▸ DATA RECORDS

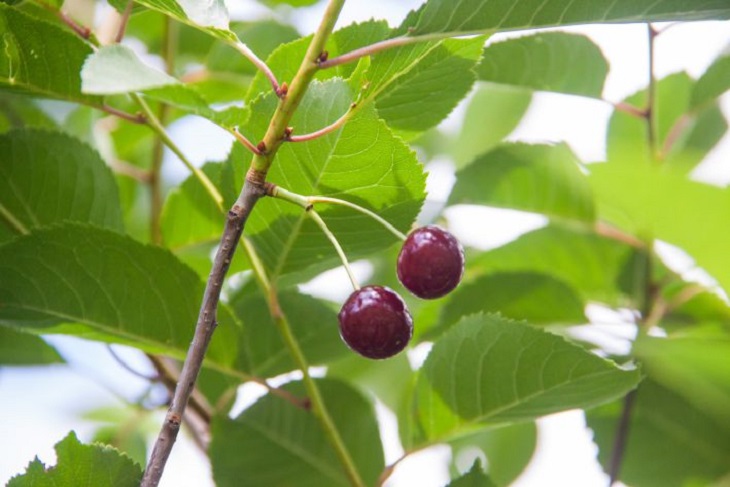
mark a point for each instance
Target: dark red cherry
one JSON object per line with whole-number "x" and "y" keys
{"x": 431, "y": 262}
{"x": 375, "y": 322}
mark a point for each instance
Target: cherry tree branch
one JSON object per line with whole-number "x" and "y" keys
{"x": 235, "y": 222}
{"x": 253, "y": 189}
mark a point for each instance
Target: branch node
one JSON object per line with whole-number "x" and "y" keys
{"x": 282, "y": 91}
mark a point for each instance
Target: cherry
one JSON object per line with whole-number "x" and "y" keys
{"x": 375, "y": 322}
{"x": 431, "y": 262}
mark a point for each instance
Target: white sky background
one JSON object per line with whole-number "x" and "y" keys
{"x": 39, "y": 406}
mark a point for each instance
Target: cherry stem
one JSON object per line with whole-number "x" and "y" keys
{"x": 323, "y": 226}
{"x": 306, "y": 203}
{"x": 364, "y": 211}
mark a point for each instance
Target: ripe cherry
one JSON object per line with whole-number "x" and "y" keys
{"x": 375, "y": 322}
{"x": 431, "y": 262}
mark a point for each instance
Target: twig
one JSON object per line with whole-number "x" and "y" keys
{"x": 650, "y": 110}
{"x": 237, "y": 216}
{"x": 137, "y": 118}
{"x": 323, "y": 131}
{"x": 199, "y": 175}
{"x": 260, "y": 65}
{"x": 318, "y": 405}
{"x": 123, "y": 22}
{"x": 245, "y": 142}
{"x": 621, "y": 438}
{"x": 253, "y": 189}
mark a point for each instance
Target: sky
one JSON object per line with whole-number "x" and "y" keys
{"x": 40, "y": 405}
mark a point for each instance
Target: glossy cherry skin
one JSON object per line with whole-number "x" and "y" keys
{"x": 375, "y": 322}
{"x": 431, "y": 262}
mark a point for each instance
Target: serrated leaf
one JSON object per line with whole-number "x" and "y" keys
{"x": 19, "y": 348}
{"x": 597, "y": 268}
{"x": 102, "y": 285}
{"x": 489, "y": 370}
{"x": 473, "y": 478}
{"x": 714, "y": 82}
{"x": 695, "y": 368}
{"x": 48, "y": 177}
{"x": 363, "y": 163}
{"x": 210, "y": 16}
{"x": 116, "y": 69}
{"x": 425, "y": 94}
{"x": 536, "y": 298}
{"x": 285, "y": 445}
{"x": 41, "y": 58}
{"x": 81, "y": 466}
{"x": 313, "y": 323}
{"x": 285, "y": 59}
{"x": 471, "y": 16}
{"x": 669, "y": 207}
{"x": 508, "y": 449}
{"x": 493, "y": 113}
{"x": 538, "y": 178}
{"x": 670, "y": 444}
{"x": 549, "y": 61}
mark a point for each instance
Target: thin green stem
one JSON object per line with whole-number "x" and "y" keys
{"x": 160, "y": 130}
{"x": 276, "y": 133}
{"x": 356, "y": 207}
{"x": 323, "y": 226}
{"x": 318, "y": 405}
{"x": 306, "y": 203}
{"x": 13, "y": 222}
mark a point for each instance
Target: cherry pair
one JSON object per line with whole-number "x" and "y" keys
{"x": 374, "y": 321}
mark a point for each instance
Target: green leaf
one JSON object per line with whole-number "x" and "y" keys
{"x": 368, "y": 375}
{"x": 470, "y": 16}
{"x": 549, "y": 61}
{"x": 41, "y": 58}
{"x": 210, "y": 17}
{"x": 285, "y": 445}
{"x": 665, "y": 205}
{"x": 82, "y": 466}
{"x": 18, "y": 111}
{"x": 116, "y": 69}
{"x": 190, "y": 217}
{"x": 536, "y": 298}
{"x": 489, "y": 370}
{"x": 508, "y": 449}
{"x": 473, "y": 478}
{"x": 671, "y": 443}
{"x": 101, "y": 285}
{"x": 597, "y": 268}
{"x": 313, "y": 323}
{"x": 713, "y": 82}
{"x": 48, "y": 177}
{"x": 285, "y": 59}
{"x": 420, "y": 97}
{"x": 538, "y": 178}
{"x": 695, "y": 368}
{"x": 493, "y": 113}
{"x": 19, "y": 348}
{"x": 363, "y": 163}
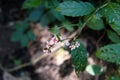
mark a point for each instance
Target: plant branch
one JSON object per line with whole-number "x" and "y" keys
{"x": 78, "y": 32}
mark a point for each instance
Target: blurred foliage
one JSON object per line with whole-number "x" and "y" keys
{"x": 71, "y": 15}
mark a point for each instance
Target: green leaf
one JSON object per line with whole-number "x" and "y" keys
{"x": 72, "y": 8}
{"x": 94, "y": 70}
{"x": 115, "y": 28}
{"x": 79, "y": 57}
{"x": 32, "y": 3}
{"x": 110, "y": 53}
{"x": 46, "y": 19}
{"x": 95, "y": 23}
{"x": 16, "y": 36}
{"x": 31, "y": 35}
{"x": 24, "y": 40}
{"x": 36, "y": 14}
{"x": 113, "y": 36}
{"x": 22, "y": 26}
{"x": 57, "y": 15}
{"x": 112, "y": 14}
{"x": 17, "y": 62}
{"x": 68, "y": 25}
{"x": 113, "y": 78}
{"x": 55, "y": 30}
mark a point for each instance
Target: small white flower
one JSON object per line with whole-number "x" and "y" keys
{"x": 67, "y": 43}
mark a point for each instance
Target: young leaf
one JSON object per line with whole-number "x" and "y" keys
{"x": 94, "y": 70}
{"x": 16, "y": 36}
{"x": 32, "y": 3}
{"x": 36, "y": 14}
{"x": 57, "y": 15}
{"x": 31, "y": 35}
{"x": 55, "y": 30}
{"x": 24, "y": 40}
{"x": 112, "y": 14}
{"x": 110, "y": 53}
{"x": 115, "y": 77}
{"x": 113, "y": 36}
{"x": 22, "y": 26}
{"x": 72, "y": 8}
{"x": 68, "y": 25}
{"x": 95, "y": 23}
{"x": 79, "y": 57}
{"x": 46, "y": 19}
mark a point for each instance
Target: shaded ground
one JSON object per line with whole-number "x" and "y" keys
{"x": 51, "y": 67}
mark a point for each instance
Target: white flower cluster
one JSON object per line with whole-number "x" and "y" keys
{"x": 77, "y": 44}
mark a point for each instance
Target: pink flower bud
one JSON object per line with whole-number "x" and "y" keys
{"x": 72, "y": 47}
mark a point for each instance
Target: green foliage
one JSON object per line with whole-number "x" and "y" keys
{"x": 96, "y": 23}
{"x": 67, "y": 25}
{"x": 112, "y": 15}
{"x": 32, "y": 3}
{"x": 55, "y": 30}
{"x": 79, "y": 57}
{"x": 113, "y": 78}
{"x": 72, "y": 8}
{"x": 113, "y": 36}
{"x": 36, "y": 14}
{"x": 110, "y": 53}
{"x": 94, "y": 70}
{"x": 22, "y": 34}
{"x": 74, "y": 15}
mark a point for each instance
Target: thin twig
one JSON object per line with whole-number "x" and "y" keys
{"x": 101, "y": 37}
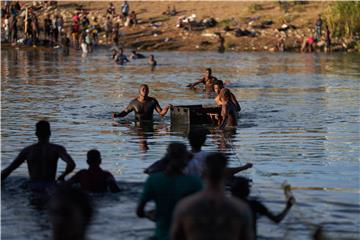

▸ EXERCISE DETAILS
Copy every line of the data where "cherry" is found.

▸ EXERCISE ANSWER
Target: dark red cherry
Target: cherry tree branch
Target: cherry
Target: cherry stem
Target: ripe cherry
Target: glossy cherry skin
Target: cherry pair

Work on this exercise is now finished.